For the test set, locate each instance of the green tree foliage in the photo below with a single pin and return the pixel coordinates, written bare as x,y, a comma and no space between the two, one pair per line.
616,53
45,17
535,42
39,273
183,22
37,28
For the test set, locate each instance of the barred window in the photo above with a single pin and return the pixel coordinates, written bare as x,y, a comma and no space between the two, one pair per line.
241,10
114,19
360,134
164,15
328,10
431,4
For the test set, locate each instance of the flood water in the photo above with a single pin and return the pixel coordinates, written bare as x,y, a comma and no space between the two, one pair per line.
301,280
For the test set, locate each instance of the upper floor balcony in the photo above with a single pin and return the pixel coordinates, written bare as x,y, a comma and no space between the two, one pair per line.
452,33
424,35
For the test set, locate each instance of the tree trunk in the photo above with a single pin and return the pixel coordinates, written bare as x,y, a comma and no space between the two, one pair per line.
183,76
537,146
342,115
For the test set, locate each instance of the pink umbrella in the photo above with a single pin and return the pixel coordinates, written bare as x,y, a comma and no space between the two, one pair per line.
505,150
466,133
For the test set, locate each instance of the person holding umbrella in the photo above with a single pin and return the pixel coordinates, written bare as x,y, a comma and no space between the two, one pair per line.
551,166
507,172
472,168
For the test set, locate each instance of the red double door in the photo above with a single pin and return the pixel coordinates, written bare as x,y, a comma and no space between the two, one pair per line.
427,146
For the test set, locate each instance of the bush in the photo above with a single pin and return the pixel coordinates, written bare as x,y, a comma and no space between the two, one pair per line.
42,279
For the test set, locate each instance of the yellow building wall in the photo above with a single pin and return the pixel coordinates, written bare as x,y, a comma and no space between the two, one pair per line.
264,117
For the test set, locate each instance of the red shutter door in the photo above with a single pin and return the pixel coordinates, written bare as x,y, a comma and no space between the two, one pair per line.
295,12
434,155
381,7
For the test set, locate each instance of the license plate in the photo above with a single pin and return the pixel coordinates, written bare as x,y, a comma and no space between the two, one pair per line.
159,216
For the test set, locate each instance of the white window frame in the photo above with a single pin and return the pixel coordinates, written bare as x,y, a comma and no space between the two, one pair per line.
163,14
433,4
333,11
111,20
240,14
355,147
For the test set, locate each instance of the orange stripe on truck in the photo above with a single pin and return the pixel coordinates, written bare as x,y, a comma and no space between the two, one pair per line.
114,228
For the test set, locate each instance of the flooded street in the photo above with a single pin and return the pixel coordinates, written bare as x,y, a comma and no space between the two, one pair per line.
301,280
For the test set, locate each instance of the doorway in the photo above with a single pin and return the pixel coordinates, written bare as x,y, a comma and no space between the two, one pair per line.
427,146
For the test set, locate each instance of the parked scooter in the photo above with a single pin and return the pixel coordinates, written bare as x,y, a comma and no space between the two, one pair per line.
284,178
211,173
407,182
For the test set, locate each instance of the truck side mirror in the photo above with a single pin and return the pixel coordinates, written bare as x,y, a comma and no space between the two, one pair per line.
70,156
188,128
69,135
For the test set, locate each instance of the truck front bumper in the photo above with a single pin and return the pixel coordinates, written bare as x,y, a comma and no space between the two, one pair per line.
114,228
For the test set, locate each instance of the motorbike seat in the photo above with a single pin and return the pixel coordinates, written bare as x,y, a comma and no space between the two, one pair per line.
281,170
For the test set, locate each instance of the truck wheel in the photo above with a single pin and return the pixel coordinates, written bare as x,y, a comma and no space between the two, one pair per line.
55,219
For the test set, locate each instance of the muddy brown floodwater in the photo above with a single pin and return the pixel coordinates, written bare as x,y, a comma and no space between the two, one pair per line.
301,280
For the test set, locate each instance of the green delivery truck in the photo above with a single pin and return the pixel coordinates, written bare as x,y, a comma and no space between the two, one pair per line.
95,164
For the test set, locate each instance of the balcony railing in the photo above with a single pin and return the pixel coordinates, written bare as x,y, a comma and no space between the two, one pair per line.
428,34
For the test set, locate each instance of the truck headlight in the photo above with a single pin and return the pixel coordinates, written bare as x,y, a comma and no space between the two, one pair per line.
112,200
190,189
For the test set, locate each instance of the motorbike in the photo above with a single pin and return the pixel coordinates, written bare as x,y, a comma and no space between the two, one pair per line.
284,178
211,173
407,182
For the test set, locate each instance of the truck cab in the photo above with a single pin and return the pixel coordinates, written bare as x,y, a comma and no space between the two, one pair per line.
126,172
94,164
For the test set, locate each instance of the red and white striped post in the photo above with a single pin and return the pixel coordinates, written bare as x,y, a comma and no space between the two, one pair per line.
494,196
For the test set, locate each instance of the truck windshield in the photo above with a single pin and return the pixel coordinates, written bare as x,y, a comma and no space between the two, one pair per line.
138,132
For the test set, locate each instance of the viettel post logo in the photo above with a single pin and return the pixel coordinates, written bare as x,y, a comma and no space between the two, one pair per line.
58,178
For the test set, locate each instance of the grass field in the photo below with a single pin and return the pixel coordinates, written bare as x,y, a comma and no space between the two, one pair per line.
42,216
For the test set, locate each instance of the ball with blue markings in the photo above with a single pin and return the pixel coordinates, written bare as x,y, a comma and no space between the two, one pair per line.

————

Give the material above again, word for word.

For the test set, locate each instance of the green tree foliage in the photo below with a single pin and return the pixel coordinates, written bare as x,y, a comma and no space between the two, one pair per line.
616,53
45,17
535,42
39,273
183,22
37,28
For the test set, locate each instance of the barred window in the photo above with a single pin and return the pixel coordinates, written bare as x,y, a comma and no space between the two, one pair per line.
241,10
114,19
360,134
164,15
328,10
431,4
For the test set, locate each instance of the flood water in the photo above with a single pin and return the pixel coordinates, written bare as x,y, a comma and no space between the two, one pair per line.
301,280
For the test set, locate each instance of the upper floor balcony in the photo above with a single pin and return the pixel coordinates, written bare as x,y, a comma and no space between the two, one pair per line.
452,33
424,35
For the test set, locate each instance of the tree trunk in the photo above with a single pin and return the pixel coordinates, written bare as x,y, a comma and no space between the two, one pair per line.
183,76
537,146
342,115
For the test set, locate each instance of the pink umbrella in the photo above with a single pin and return the pixel coordinates, written bare as x,y, a comma and no space between the two, one pair per line.
505,150
466,133
For the test set, locate each instance of the person holding umbrella in the photo above with a single pin and return the pixel coordinates, written bare as x,y, a comma and no space between the two, one pair per line.
551,166
507,172
472,168
For the test set, locate each instance of the red double door in the photo above with a single pin and return the pixel coordinates, written bare as x,y, a comma and no space between the two, one pair per line.
427,146
For the test set, locate each instance of the bush in the photo above with a single pin and return the pixel coordinates, written bare as x,y, a comma and no space between the two, one pair per line.
42,279
For the test set, locate each instance of the yellow building wall in the photo above with a single pin and return the pixel coordinates, written bare as x,y, a comma and no space between the two, one pair per line.
264,117
For the test set, locate each instance of the red shutter door in the photo above with a single pin and return the pixel coordinates, written bare as x,y, a comma and no space between the two, one pair per line.
295,12
434,155
381,7
For the test set, locate each instance of the license plate in the photo above with a single pin and return the pixel coordinates, written bare as x,y, a comma and no space between the two, one pair per line.
159,216
For the test set, locate each instance of the white window frame in the photo above with a single pin and return the pixel coordinates, written bare as x,y, a comma and no space between the two, one pair per line.
163,14
433,4
333,11
111,20
240,14
355,147
For the test set, locate each instance of the orange stripe on truck in the photo above with a single pin and return the pixel coordinates, written bare as x,y, a comma and no space between the two, one pair per line.
114,228
For the test set, locate each instance of the flooded street in the photo above with a single pin and return the pixel coordinates, written bare as x,y, a comma and no space between the two, one pair per line.
301,280
For the test set, locate each instance of the doorway in the photo above with a single pin and return the pixel coordinates, written bare as x,y, a comma and no space between the two, one pair per line.
427,146
For the test set, locate each instance of the parked scooter in the photo above with a single pin and return the pixel coordinates, written bare as x,y, a comma and no space between the two, one pair per line.
284,178
211,173
407,182
For the test set, locate each instance of the truck side mirror in the photo above with a single pin and return the pixel coordinates, written bare as x,y, a comma and no space between the two, one pair per line.
70,156
188,128
69,135
For the test set, locate each instance of the truck front bumper in the photo above with a single pin and return the pixel coordinates, written bare as x,y, a comma and no space between the two, one pair per line.
114,228
For the test set, locate each instance of the motorbike seat in the photo above with a single pin and return the pixel coordinates, written bare as x,y, a comma and no space between the two, one pair per line.
281,170
For the test set, locate each instance of the truck wheel in the photo above with a single pin and return the pixel coordinates, written bare as x,y, a comma and no space between the two, one pair per line.
55,219
For the test set, locate each instance of the muddy brown floodwater in the photo above with a single pin and return the pixel coordinates, written bare as x,y, a comma and no space between the two, one pair per line.
301,280
For the test set, locate each instance of the green delivery truck in the photo above with a single pin and return the pixel coordinates, written bare as x,y, a comma and no space between the two, one pair per line.
95,164
For the test set, locate each instance of the balcony railing in the photo above with a single pin and return the pixel coordinates, written bare as x,y, a comma and no space between the two, one pair per line.
428,34
For the test set, locate each instance of the truck headlight in the photo above with a single pin and return the pixel coordinates, written bare as x,y, a comma and no space between the two, one pair per line.
112,200
190,189
For the test set, locate each instance of the motorbike in the photo above with a single pin and return the pixel coordinates, written bare as x,y, a comma and no space between the two, one pair per line.
284,178
211,173
407,182
For the test set, locate each instance of the truck cab in the photo above with a single pin and return the pixel coordinates, written bare as x,y, a comma and no space between the two, one pair per line.
126,172
94,164
For the test set, locate each instance of the red and white striped post in the photo above with a single pin and return the pixel coordinates, written bare as x,y, a comma and no space between the two, one pair per line.
494,196
For the test set, locate each instance of the truck windshield in the photo above with a single pin and return the pixel coordinates, written bare as x,y, a comma and no space between the two, one pair per line.
138,132
For the test set, locate each instance of the viettel post logo in the photo above with a single pin and return the pixel coordinates, written bare as x,y, a comma and no space between the two, one pair per line.
58,178
For the test set, locate each instance of the grass field in the photo below with a single pin and return the pixel coordinates, written bare as x,y, a comma and no space between the two, one pair per line.
42,216
For the test set, locate each instance of the ball with blue markings in the photo above with a single pin and return the pixel coordinates, written bare as x,y, a comma and no space between the two, one pair per line.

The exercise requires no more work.